Be concerned, but don’t be alarmed.
It’s a call for calm and perspective from a Canterbury academic after Tauranga was rocked by a double-fatal shooting, a running gun battle ending in a fatal police shooting and another death believed to be a domestic incident being investigated as a homicide.
Sociologist, Dr Jarrod Gilbert isn’t even sure if the violence is part of battles between the “one percenters” – bikers who are outlaws. But he says it certainly adds to the mix and the public perception.
“It’s always serious and unnerving when bullets are flying,” says Dr Gilbert. He immersed himself in gang culture for his PhD thesis and authored the authoritative “Patched: The History of gangs In New Zealand”.
Then he likened gangs going into battle to a rugby match. “The people on the field will get injured, but it's pretty rare the ball flies into the grandstand and hurts an innocent bystander.”
That’s not to say there aren't things that need to be done, strong action taken. “But we make our best decisions when we're calm. That’s a bit easy to say, because the community will feel how it feels, but we need to keep it in perspective.”
For example, he points to a four-year-old boy who he says was “beaten half to death, and in Starship hospital with serious brain injuries.”
•••••
--- Your instructions ---
Can you return the passage of the article on the Tauranga shootings between "It’s a call" and "as a homicide.", inclusive, copied exactly?

(Records excerpted from a collection)
•••••
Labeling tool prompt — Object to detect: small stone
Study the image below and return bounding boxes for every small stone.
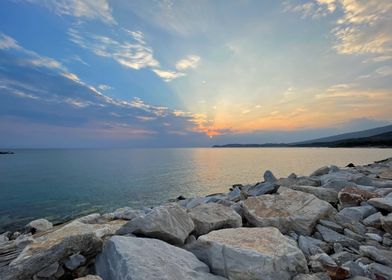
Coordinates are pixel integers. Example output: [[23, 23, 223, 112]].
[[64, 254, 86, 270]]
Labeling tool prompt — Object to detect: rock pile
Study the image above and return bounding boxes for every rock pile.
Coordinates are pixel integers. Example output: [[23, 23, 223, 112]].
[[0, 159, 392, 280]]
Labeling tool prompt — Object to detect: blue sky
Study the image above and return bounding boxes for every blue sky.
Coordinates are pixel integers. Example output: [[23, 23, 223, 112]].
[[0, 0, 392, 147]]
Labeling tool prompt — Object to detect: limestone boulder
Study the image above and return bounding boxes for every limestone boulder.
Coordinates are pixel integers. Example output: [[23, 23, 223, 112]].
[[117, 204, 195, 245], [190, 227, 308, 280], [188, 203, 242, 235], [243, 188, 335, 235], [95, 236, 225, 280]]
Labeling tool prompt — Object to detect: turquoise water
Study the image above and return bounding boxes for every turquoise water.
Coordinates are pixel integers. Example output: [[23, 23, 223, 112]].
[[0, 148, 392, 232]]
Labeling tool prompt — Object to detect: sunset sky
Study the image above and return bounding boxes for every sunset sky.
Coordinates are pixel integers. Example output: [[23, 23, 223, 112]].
•••••
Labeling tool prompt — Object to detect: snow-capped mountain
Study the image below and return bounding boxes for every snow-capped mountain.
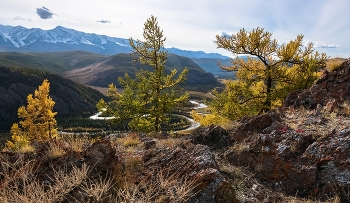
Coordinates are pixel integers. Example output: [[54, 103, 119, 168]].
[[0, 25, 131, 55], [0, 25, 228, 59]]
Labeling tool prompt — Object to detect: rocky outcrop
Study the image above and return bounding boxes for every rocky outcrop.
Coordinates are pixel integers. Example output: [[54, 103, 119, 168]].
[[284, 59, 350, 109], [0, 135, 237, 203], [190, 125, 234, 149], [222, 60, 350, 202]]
•••••
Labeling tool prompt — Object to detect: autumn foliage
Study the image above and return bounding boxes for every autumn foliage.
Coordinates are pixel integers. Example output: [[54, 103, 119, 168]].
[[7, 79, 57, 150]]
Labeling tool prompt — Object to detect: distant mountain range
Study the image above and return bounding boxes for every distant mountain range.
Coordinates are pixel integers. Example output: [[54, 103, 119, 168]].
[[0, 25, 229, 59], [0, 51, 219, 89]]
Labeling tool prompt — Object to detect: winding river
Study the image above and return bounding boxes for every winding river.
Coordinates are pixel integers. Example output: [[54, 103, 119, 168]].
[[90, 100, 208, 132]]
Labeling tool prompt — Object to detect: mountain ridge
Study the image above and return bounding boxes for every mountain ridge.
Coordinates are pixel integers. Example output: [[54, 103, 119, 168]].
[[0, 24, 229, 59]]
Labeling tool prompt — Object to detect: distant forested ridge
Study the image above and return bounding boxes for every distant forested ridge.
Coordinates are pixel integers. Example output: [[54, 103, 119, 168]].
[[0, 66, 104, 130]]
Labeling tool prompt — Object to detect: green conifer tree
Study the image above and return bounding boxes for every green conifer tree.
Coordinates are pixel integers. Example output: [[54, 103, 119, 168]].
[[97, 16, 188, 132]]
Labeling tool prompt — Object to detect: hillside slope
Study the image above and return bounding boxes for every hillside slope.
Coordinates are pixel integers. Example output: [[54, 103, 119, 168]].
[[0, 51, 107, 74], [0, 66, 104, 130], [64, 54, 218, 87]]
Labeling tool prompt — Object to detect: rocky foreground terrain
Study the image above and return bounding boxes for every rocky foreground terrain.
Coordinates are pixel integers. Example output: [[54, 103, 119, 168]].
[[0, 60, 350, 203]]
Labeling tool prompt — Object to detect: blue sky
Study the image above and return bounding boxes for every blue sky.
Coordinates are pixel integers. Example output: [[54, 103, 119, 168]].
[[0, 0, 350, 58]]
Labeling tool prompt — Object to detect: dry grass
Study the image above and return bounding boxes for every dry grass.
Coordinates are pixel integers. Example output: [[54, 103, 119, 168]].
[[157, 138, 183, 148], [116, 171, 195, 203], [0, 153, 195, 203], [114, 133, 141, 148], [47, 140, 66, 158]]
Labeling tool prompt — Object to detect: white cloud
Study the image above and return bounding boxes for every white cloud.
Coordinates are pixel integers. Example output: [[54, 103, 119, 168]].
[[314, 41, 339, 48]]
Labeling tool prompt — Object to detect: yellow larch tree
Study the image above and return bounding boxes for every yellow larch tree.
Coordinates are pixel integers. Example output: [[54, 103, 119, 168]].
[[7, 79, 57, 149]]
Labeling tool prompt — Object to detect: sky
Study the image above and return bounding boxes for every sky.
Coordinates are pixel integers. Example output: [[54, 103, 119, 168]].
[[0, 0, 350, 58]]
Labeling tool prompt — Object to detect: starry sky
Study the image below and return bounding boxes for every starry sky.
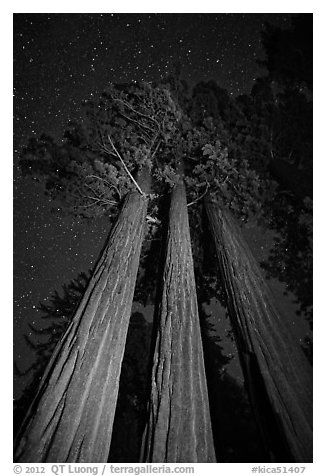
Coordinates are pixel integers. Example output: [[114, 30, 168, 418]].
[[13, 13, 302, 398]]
•••••
--- Task response ---
It’s a call for calm and perspective from a Canterbury academic after Tauranga was rocked by a double-fatal shooting, a running gun battle ending in a fatal police shooting and another death believed to be a domestic incident being investigated as a homicide.